WRITTEN PROBLEM »
Convert the lines below, from the line with "the suit jacket?" through the line with "1202,235 -> 1280,717", into a JSON list of strings with one string per line. Include both of those lines and leave out blank lines.

EXERCISE DATA »
------------------------------------------------------------------------
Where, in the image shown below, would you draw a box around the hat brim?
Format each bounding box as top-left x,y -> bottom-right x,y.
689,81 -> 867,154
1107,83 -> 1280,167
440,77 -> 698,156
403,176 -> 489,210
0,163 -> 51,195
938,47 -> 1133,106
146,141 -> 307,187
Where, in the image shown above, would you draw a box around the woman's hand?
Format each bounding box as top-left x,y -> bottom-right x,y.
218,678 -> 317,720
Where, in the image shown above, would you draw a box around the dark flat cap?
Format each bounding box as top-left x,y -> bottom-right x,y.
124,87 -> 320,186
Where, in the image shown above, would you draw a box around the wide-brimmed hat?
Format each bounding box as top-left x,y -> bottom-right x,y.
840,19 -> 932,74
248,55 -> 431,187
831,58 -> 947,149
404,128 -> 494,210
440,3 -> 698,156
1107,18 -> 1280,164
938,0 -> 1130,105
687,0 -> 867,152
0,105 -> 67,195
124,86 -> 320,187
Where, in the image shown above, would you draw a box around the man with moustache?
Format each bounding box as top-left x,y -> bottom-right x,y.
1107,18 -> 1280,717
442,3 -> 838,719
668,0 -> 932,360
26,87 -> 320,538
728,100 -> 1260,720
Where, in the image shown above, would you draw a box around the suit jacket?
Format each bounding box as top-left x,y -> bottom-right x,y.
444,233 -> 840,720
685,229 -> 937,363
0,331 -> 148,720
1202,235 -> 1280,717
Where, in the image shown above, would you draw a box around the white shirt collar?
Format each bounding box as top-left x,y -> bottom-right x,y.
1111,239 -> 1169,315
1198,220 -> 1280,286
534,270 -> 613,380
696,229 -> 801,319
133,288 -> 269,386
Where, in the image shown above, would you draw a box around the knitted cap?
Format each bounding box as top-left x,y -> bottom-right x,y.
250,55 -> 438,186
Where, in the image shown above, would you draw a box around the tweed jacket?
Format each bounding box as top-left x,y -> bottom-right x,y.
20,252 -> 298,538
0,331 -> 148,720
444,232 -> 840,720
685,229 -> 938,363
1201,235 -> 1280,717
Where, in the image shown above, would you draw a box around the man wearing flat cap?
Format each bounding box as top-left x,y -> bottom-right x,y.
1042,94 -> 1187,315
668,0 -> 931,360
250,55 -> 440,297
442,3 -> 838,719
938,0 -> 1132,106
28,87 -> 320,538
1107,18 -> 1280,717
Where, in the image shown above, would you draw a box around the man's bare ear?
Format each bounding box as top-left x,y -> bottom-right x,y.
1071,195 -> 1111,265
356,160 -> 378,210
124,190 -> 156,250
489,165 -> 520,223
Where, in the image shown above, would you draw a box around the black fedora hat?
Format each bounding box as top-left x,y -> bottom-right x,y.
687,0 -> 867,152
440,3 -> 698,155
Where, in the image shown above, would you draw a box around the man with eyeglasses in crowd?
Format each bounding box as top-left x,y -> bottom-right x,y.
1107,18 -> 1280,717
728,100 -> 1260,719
------------------------------------------------------------------------
RESULT »
[
  "Where, in the image shown above, would you draw a box around the suit jacket?",
  "Format each bounding box as top-left x,y -> bottom-right x,y.",
  "444,233 -> 840,720",
  "685,229 -> 937,363",
  "0,331 -> 148,720",
  "1202,235 -> 1280,717"
]